#### GIVEN REQUEST
Duplicate the part of the essay below that opens with the words containing "It is a perfect" and closes with "self tells you.".

# START OF PASSAGE

To Read, Perchance to Redeem Myself
Sunday morning on the couch in my pajama bottoms, a Go Korea soccer tee-shirt that C bought me when he went there, and a purple yoga hoodie. The 30-year old furnace growls comfortingly yet I leech heat from the dog and cup after cup of select herbal teas. I listen to the steady rain, random drips of water into the kitchen sink, and the clocks here and in my office, ticking. If I’m not careful, I will fall asleep.
It is a perfect day for staying home and reading. Nothing but—though it can be to ourselves or each other—especially not driving back to Wal-Mart to return the Toy Story DVD we bought yesterday for my nephew for Christmas but which, it turns out, my sister had forgotten to tell me she’d already bought. The alternative title she gave me, when I finally gritted my teeth and asked for one, was Mickey’s Christmas Carol. I gritted my teeth harder, because that was precisely what I’d picked up and walked about with for several minutes before buying instead what was on my nephew’s list. The only copy of Mickey’s Christmas Carol, in that zoo of a store. I chastise myself: Trust your instincts. Next time, do what your self tells you.
This brings me to reading, which my self tells me I want to and should do every day, instead of being on the computer. The first thing I did this morning on opening my eyes was finally not get out of bed for work but pick up one of the books I’m reading, Martha Baillie’s The Incident Report, which I haven’t touched, not on purpose, since the day I read 40 pages at lunch time at the store and then bought it. That was weeks ago.

# END OF PASSAGE
# START OF STORED ROWS

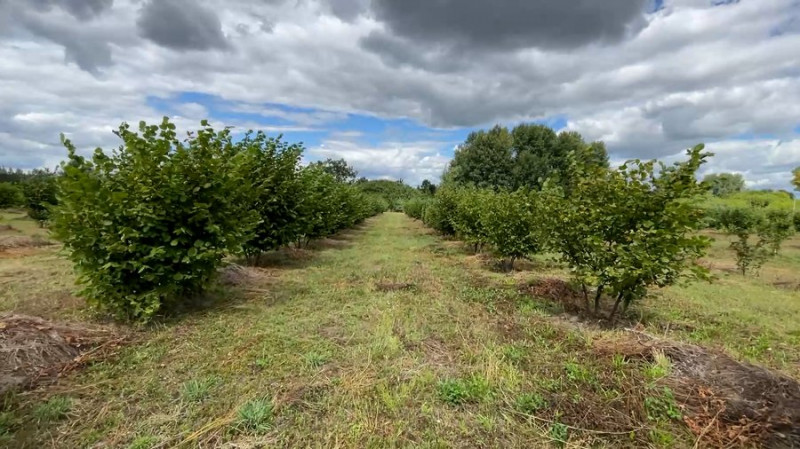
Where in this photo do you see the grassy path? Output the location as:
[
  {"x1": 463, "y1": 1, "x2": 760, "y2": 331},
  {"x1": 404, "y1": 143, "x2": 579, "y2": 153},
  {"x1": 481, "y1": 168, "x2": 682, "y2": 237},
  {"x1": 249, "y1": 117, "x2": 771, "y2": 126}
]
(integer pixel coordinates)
[{"x1": 0, "y1": 213, "x2": 693, "y2": 448}]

# END OF STORED ROWS

#### FULL ANSWER
It is a perfect day for staying home and reading. Nothing but—though it can be to ourselves or each other—especially not driving back to Wal-Mart to return the Toy Story DVD we bought yesterday for my nephew for Christmas but which, it turns out, my sister had forgotten to tell me she’d already bought. The alternative title she gave me, when I finally gritted my teeth and asked for one, was Mickey’s Christmas Carol. I gritted my teeth harder, because that was precisely what I’d picked up and walked about with for several minutes before buying instead what was on my nephew’s list. The only copy of Mickey’s Christmas Carol, in that zoo of a store. I chastise myself: Trust your instincts. Next time, do what your self tells you.